▶ _Actions to take_:
A – In the NiFi restart thread, reproduce the text that begins with the words "On Tue, Mar" and ends after "stop gap measure.", replacing "disk" with "local storage".
B – Please translate this sentence from the NiFi restart thread into Spanish: "I can't bring the UI up at all."

▶ _Excerpted passage_:

▼▼▼

Re: Cannot Restart Nifi

James McMahon Tue, 28 Mar 2017 05:52:10 -0700

Thank you Aldrin. I do have AutoResumeState set to false currently. The
start of my jetty server fails when it tries to start the flowfile
controller. I can't bring the UI up at all. I'm hoping that the system parm
changes allow me to restart NiFi without blowing away my
flowfile_repository. I'll certainly let you know how that plays out. -Jim


On Tue, Mar 28, 2017 at 8:46 AM, Aldrin Piri <[email protected]> wrote:

> Jim,
>
> In terms of trying to ease NiFi at start up, you could also try
> setting nifi.flowcontroller.autoResumeState to false in your
> nifi.properties.  Depending on how your flow and scripts are constructed,
> this may allow you to piecewise alleviate any large queues/processing of
> files that could be causing the issue at hand.  You could additionally
> bypass the possible troublesome script processors to cache this data to
> disk elsewhere as a stop gap measure.

▲▲▲

▶ _Entries shown_:
▼▼▼

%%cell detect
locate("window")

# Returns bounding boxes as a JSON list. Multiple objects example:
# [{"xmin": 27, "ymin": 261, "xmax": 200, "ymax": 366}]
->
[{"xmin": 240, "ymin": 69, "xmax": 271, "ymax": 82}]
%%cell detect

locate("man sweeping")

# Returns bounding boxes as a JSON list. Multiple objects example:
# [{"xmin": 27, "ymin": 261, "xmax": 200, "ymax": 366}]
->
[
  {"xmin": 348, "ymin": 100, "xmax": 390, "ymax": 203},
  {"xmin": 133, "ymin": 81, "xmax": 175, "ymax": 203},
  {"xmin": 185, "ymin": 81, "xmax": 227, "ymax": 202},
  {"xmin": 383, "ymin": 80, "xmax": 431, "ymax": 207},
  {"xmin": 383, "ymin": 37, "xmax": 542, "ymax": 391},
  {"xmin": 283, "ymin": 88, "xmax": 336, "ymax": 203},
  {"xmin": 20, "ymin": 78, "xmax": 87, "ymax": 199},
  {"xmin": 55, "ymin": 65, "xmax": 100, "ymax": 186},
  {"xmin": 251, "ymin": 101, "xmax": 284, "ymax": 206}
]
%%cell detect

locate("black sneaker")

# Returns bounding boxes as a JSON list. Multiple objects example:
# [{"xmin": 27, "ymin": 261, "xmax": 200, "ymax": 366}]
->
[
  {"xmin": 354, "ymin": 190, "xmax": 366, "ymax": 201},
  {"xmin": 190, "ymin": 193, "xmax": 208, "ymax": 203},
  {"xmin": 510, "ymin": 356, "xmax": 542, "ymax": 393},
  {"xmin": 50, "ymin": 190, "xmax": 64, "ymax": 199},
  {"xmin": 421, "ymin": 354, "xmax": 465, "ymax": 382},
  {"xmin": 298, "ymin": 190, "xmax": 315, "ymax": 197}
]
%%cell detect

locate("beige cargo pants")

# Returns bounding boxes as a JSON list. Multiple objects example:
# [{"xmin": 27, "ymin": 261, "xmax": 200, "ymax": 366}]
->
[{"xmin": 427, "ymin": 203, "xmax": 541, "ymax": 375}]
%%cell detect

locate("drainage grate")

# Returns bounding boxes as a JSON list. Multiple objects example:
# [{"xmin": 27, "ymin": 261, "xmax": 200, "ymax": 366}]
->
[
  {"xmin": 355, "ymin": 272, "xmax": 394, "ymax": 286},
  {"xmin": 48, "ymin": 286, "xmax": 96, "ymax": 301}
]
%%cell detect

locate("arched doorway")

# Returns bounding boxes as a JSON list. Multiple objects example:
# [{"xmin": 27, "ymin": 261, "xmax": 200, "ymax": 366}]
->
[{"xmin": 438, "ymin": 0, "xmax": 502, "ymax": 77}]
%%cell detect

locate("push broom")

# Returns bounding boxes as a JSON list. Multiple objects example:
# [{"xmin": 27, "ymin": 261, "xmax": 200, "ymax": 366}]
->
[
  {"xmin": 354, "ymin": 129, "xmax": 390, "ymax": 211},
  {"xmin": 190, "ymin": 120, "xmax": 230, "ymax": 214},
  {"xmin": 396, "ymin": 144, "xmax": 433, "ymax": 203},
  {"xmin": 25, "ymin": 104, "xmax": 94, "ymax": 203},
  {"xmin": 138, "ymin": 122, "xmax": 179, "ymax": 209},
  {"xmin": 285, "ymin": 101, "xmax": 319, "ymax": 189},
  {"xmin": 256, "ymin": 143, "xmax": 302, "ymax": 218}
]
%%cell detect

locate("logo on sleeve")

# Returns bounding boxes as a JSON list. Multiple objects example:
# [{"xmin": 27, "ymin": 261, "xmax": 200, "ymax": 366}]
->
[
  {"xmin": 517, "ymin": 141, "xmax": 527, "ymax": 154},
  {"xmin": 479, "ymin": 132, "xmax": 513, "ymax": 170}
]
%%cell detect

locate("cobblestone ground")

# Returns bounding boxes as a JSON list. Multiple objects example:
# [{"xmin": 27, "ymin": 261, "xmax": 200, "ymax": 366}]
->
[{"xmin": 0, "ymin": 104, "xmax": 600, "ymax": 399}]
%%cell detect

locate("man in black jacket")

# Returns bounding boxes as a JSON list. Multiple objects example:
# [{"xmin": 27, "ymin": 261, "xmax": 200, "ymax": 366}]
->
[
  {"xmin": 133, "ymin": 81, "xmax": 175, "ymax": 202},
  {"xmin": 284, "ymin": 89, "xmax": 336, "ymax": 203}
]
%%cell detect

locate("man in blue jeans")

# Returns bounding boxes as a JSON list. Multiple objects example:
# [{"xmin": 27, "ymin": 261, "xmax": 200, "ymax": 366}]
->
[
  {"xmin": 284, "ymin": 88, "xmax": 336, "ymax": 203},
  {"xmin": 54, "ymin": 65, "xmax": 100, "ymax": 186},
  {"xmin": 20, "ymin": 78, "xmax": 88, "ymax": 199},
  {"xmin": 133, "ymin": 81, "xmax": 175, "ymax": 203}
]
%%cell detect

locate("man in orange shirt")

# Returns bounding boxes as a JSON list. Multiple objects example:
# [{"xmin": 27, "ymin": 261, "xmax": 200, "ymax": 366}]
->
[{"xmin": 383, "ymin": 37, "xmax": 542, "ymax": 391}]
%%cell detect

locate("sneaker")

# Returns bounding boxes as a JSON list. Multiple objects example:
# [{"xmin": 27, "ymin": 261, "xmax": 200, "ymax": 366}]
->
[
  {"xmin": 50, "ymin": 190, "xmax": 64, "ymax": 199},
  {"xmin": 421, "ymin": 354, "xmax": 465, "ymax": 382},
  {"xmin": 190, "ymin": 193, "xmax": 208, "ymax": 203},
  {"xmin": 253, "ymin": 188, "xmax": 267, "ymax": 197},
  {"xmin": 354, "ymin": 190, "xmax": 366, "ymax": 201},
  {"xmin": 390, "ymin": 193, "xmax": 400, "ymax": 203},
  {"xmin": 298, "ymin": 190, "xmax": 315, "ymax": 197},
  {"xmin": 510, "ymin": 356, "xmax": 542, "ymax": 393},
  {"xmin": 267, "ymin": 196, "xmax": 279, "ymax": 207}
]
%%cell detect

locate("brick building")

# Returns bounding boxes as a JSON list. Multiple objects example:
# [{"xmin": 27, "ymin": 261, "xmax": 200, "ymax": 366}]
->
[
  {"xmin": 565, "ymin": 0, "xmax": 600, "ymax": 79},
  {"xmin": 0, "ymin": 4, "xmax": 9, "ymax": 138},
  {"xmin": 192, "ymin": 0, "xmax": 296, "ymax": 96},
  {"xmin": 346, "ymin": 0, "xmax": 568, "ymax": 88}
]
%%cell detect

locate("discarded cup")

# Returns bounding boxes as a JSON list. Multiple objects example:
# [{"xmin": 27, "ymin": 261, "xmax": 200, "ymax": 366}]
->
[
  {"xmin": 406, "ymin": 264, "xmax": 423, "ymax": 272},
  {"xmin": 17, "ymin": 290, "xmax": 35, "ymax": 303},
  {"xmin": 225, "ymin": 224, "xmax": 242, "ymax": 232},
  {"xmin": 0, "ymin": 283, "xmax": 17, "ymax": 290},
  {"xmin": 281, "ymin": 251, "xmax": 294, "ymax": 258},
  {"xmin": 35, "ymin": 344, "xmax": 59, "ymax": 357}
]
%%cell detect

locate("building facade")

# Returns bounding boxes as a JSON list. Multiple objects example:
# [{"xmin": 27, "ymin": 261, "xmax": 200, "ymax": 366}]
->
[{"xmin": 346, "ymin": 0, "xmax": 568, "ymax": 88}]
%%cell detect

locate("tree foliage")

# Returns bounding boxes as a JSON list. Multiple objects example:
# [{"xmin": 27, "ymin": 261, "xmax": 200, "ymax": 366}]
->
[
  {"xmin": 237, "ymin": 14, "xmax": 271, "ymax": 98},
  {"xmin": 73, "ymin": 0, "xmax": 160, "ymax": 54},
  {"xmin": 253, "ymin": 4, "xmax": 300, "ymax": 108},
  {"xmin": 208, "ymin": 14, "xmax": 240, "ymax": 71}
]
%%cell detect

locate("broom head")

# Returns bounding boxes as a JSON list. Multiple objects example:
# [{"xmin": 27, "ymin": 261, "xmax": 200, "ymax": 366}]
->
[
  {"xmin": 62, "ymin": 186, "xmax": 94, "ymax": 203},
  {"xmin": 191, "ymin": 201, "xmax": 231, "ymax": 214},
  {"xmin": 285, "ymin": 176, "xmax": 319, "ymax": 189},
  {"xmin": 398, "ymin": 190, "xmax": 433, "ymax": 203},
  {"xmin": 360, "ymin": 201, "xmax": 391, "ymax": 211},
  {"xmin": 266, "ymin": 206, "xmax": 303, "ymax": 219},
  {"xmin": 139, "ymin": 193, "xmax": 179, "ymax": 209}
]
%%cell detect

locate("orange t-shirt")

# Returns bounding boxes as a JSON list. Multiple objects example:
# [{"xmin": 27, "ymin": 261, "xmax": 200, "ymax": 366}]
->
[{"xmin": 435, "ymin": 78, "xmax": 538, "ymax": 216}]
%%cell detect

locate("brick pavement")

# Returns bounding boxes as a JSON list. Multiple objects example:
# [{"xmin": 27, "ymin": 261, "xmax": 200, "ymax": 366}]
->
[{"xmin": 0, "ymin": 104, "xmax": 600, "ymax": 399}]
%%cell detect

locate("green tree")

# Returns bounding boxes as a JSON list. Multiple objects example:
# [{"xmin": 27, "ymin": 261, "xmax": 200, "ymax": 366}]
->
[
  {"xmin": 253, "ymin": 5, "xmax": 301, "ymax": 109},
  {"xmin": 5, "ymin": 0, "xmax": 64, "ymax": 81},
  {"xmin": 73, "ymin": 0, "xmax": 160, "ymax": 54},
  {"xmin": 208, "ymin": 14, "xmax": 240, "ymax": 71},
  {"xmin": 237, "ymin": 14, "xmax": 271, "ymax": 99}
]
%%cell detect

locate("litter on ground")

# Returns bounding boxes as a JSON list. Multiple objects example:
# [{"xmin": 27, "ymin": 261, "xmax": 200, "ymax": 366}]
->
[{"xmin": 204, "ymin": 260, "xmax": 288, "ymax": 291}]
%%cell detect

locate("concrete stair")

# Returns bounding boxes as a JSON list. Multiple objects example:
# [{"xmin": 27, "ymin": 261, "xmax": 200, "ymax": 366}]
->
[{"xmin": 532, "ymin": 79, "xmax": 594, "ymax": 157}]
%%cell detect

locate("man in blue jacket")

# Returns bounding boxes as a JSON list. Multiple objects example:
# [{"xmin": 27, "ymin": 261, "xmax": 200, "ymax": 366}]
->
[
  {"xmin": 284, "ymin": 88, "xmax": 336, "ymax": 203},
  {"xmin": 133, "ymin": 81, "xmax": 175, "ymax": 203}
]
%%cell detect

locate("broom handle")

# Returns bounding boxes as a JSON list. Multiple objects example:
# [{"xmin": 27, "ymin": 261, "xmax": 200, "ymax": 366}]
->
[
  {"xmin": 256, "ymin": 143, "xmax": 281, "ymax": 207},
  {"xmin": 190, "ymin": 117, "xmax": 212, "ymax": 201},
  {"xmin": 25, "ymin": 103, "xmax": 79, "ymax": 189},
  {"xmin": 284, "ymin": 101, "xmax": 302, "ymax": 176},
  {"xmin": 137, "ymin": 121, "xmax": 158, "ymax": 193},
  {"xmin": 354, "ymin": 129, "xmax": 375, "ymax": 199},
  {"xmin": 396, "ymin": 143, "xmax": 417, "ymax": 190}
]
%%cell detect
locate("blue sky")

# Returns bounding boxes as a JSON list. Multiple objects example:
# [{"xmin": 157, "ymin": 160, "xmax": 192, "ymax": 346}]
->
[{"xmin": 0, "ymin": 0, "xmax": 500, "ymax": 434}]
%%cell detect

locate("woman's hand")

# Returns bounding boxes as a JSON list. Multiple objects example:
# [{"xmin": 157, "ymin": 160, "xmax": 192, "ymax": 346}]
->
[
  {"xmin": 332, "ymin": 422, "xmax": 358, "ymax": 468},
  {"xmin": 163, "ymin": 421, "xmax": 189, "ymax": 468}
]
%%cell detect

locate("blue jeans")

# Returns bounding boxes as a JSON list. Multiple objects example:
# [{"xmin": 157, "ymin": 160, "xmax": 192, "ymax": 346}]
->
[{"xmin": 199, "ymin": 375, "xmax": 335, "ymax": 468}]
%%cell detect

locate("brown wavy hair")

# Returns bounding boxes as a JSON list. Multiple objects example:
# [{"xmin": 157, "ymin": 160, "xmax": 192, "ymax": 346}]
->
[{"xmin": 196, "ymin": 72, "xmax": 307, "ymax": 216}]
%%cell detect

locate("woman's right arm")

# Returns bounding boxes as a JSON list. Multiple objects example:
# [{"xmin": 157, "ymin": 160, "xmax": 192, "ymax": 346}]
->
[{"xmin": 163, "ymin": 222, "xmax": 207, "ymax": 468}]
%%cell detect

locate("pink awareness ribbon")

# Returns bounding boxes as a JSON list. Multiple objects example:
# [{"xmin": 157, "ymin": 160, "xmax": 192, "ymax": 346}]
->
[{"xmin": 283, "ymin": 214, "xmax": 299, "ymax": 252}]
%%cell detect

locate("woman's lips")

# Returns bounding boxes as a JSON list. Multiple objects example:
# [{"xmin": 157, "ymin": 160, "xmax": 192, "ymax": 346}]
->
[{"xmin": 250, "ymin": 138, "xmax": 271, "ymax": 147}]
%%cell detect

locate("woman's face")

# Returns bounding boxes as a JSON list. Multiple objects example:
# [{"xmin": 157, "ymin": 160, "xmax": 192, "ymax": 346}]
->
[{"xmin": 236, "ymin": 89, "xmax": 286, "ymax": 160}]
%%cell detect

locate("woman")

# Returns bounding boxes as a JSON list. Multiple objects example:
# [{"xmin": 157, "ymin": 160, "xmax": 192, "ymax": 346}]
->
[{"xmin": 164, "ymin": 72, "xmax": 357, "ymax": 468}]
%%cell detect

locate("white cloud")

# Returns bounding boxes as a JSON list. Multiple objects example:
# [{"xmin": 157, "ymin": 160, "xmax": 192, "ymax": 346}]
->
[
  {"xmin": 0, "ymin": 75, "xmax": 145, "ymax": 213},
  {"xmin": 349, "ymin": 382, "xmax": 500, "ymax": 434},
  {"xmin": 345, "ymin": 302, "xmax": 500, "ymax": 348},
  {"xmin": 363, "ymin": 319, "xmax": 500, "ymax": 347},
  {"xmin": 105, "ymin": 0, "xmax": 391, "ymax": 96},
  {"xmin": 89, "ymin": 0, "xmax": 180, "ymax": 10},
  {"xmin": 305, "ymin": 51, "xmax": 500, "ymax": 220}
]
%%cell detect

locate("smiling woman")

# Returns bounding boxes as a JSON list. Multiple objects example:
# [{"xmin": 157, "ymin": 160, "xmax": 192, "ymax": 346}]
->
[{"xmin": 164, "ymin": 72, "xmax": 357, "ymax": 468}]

▲▲▲

▶ _Solutions by task_:
A –
On Tue, Mar 28, 2017 at 8:46 AM, Aldrin Piri <[email protected]> wrote:

> Jim,
>
> In terms of trying to ease NiFi at start up, you could also try
> setting nifi.flowcontroller.autoResumeState to false in your
> nifi.properties.  Depending on how your flow and scripts are constructed,
> this may allow you to piecewise alleviate any large queues/processing of
> files that could be causing the issue at hand.  You could additionally
> bypass the possible troublesome script processors to cache this data to
> local storage elsewhere as a stop gap measure.

B – No consigo abrir la interfaz de usuario en absoluto.